▶ Exercise task: Please copy out the records below, substituting "box coordinates" for each occurrence of "bounding box" and leaving everything else as it is.

Coordinate annotation records
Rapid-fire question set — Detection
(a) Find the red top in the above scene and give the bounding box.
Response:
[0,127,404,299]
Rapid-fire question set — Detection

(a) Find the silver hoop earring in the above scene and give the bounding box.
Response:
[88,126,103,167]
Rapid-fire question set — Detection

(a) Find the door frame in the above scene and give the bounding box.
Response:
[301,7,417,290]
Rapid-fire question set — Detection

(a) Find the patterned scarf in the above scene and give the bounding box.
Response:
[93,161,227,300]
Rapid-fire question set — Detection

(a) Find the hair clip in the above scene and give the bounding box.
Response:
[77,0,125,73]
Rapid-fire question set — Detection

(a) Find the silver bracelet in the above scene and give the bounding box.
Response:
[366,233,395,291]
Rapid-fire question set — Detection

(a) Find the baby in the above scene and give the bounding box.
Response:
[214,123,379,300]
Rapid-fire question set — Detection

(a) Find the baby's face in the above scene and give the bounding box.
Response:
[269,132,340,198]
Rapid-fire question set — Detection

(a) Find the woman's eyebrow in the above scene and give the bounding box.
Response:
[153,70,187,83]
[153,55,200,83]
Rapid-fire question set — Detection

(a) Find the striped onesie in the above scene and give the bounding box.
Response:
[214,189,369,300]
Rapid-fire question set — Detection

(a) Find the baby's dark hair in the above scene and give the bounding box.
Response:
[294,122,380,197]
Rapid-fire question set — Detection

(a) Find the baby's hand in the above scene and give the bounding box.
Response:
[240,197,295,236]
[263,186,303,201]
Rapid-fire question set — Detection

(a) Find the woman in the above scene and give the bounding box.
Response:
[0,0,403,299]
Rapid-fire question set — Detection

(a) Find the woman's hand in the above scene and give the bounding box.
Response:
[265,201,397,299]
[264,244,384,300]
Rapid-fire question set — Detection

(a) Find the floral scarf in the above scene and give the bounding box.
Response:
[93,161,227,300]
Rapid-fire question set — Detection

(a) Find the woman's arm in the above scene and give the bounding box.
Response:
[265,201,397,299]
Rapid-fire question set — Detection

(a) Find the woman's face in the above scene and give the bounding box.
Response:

▶ Solution to this problem:
Rapid-fire question set — Detection
(a) Find the red top in the above scene and give the box coordinates.
Response:
[0,127,404,299]
Rapid-fire question set — Detection

(a) Find the silver hoop earring in the above scene and give the box coordinates.
Response:
[88,126,103,167]
Rapid-fire question set — Detection

(a) Find the door frame in the above scene and give the box coordinates.
Response:
[301,7,417,290]
Rapid-fire question set — Detection

(a) Find the patterned scarf in the above scene and give the box coordinates.
Response:
[93,161,227,300]
Rapid-fire question set — Detection

(a) Find the hair clip in the above scene and give the box coordinates.
Response:
[77,0,125,73]
Rapid-fire question set — Detection

(a) Find the silver bracelet in the above scene and give the box coordinates.
Response:
[366,233,395,291]
Rapid-fire question set — Detection

(a) Find the baby in the above scene and give the box coordinates.
Response:
[214,123,379,300]
Rapid-fire question set — Detection

(a) Find the baby's face in the above scene and give the box coordinates.
Response:
[269,132,340,198]
Rapid-fire question set — Detection

(a) Find the woman's eyebrow in the above scene and give the box coordinates.
Response:
[153,70,187,83]
[153,55,200,83]
Rapid-fire question set — Detection

(a) Find the striped onesie in the above scene and give the box coordinates.
Response:
[214,189,369,300]
Rapid-fire question set — Detection

(a) Find the baby's dark hair in the above scene and give the box coordinates.
Response:
[294,122,380,197]
Rapid-fire question set — Detection

(a) Find the baby's hand in the above scene and give the box coordinates.
Response:
[240,197,295,236]
[263,186,303,201]
Rapid-fire question set — Detection

(a) Find the woman in the above scene and give the box coordinates.
Response:
[0,0,403,299]
Rapid-fire question set — Detection

(a) Find the woman's hand in the above scene and give the box coordinates.
Response:
[265,201,397,299]
[264,244,384,300]
Rapid-fire question set — Detection

(a) Find the floral scarf in the above scene and give the box coordinates.
Response:
[93,161,227,300]
Rapid-fire question set — Detection

(a) Find the woman's arm in the above scene and give the box coordinates.
Response:
[265,201,397,299]
Rapid-fire question set — Detection

(a) Find the woman's face in the above scene and give the box coordinates.
Response:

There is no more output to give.